SET EXERCISE:
Rewrite each of the items below, replacing every occurrence of "I would be thankful" with "I would be grateful" and keeping all other text unchanged.

AVAILABLE RECORDS:
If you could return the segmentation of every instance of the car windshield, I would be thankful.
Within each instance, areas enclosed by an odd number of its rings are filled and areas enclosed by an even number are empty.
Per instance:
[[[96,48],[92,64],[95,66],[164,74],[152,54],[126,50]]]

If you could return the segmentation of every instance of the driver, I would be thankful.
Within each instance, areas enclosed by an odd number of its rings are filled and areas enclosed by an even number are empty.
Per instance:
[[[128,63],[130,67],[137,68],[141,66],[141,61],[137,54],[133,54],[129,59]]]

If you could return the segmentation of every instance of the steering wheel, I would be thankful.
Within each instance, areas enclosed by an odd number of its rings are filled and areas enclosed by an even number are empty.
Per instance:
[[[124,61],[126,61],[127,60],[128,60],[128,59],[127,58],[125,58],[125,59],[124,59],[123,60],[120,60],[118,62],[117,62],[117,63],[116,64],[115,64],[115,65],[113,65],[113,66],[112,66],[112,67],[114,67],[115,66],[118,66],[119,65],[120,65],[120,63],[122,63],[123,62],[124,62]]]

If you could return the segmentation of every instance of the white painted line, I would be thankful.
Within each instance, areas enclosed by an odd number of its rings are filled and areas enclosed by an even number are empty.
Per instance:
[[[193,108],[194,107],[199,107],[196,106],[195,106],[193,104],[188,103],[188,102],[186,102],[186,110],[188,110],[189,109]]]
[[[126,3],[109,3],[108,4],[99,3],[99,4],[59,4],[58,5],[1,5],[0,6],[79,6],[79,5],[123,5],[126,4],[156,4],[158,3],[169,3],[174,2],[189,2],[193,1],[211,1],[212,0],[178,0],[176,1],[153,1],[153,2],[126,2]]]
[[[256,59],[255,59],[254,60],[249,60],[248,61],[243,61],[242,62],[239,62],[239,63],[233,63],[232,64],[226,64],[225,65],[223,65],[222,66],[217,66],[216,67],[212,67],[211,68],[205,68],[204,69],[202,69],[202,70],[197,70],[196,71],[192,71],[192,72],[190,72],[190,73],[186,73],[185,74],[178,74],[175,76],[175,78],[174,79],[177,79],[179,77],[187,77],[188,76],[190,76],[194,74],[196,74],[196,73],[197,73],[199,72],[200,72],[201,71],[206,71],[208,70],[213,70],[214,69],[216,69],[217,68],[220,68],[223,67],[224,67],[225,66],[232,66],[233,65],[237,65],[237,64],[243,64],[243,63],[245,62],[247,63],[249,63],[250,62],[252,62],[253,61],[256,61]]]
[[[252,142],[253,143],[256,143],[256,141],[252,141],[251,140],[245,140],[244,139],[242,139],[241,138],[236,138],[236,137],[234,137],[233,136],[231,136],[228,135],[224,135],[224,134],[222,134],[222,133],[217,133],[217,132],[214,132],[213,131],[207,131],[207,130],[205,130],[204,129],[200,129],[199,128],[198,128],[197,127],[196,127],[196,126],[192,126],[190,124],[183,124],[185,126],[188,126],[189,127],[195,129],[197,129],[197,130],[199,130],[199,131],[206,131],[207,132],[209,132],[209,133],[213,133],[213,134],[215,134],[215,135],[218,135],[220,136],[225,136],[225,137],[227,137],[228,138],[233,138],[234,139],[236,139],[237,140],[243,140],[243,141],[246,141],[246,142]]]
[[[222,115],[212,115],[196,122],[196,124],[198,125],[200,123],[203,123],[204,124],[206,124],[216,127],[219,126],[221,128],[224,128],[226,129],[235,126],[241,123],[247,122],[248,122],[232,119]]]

ANSWER TO THE TASK:
If you could return the segmentation of every instance of the car windshield, I would be grateful.
Within each instance, areas enclosed by an odd number of its rings are filled and areas enclosed by an even number are empty.
Per instance:
[[[96,48],[92,64],[95,66],[164,74],[152,54],[126,50]]]

If you could return the segmentation of every instance of the driver, I would be grateful.
Within each instance, areas enclosed by an odd number of its rings are filled and areas enclosed by an even number are empty.
Per instance:
[[[128,63],[130,67],[137,68],[141,66],[141,61],[137,54],[133,54],[129,59]]]

If you could return the segmentation of every instance of the steering wheel, I would be grateful.
Within each instance, areas enclosed by an odd number of its rings are filled and areas enclosed by an even number are empty.
Per instance:
[[[124,61],[126,61],[127,60],[128,60],[128,59],[127,58],[125,58],[125,59],[124,59],[123,60],[120,60],[118,62],[117,62],[117,63],[116,64],[115,64],[115,65],[113,65],[113,66],[112,66],[112,67],[114,67],[115,66],[118,66],[119,65],[120,65],[120,63],[122,63],[123,62],[124,62]]]

If you could return the segmentation of every instance of the white painted line, I would be grateful.
Within each instance, areas enclosed by an odd number of its rings are filled and areas enclosed by an even number are empty.
Per instance:
[[[193,108],[194,107],[199,107],[196,106],[195,106],[193,104],[188,103],[188,102],[186,102],[186,110],[188,110],[189,109]]]
[[[126,3],[109,3],[108,4],[99,3],[99,4],[59,4],[58,5],[1,5],[0,6],[79,6],[79,5],[123,5],[126,4],[156,4],[158,3],[169,3],[174,2],[189,2],[193,1],[211,1],[212,0],[178,0],[176,1],[153,1],[153,2],[126,2]]]
[[[256,59],[255,59],[254,60],[249,60],[248,61],[243,61],[242,62],[239,62],[239,63],[233,63],[232,64],[226,64],[225,65],[223,65],[222,66],[217,66],[216,67],[212,67],[211,68],[205,68],[204,69],[202,69],[202,70],[197,70],[196,71],[192,71],[192,72],[190,72],[190,73],[186,73],[185,74],[178,74],[175,76],[175,78],[174,79],[177,79],[179,77],[187,77],[188,76],[190,76],[194,74],[196,74],[196,73],[197,73],[199,72],[200,72],[201,71],[206,71],[208,70],[213,70],[214,69],[216,69],[217,68],[220,68],[223,67],[224,67],[225,66],[232,66],[233,65],[237,65],[237,64],[243,64],[243,63],[245,62],[247,63],[249,63],[250,62],[252,62],[253,61],[256,61]]]
[[[252,142],[253,143],[256,143],[256,141],[252,141],[251,140],[245,140],[244,139],[242,139],[241,138],[236,138],[236,137],[234,137],[233,136],[231,136],[228,135],[224,135],[224,134],[222,134],[222,133],[217,133],[217,132],[214,132],[213,131],[207,131],[207,130],[205,130],[204,129],[200,129],[199,128],[198,128],[197,127],[196,127],[196,126],[192,126],[190,124],[183,124],[185,126],[188,126],[189,127],[195,129],[197,129],[197,130],[199,130],[199,131],[206,131],[207,132],[209,132],[209,133],[213,133],[213,134],[215,134],[215,135],[218,135],[220,136],[225,136],[225,137],[227,137],[228,138],[233,138],[234,139],[236,139],[237,140],[243,140],[243,141],[246,141],[246,142]]]
[[[222,115],[212,115],[196,122],[196,124],[198,125],[200,123],[203,123],[204,124],[206,124],[216,127],[219,126],[221,128],[224,128],[226,129],[235,126],[241,123],[247,122],[248,122],[232,119]]]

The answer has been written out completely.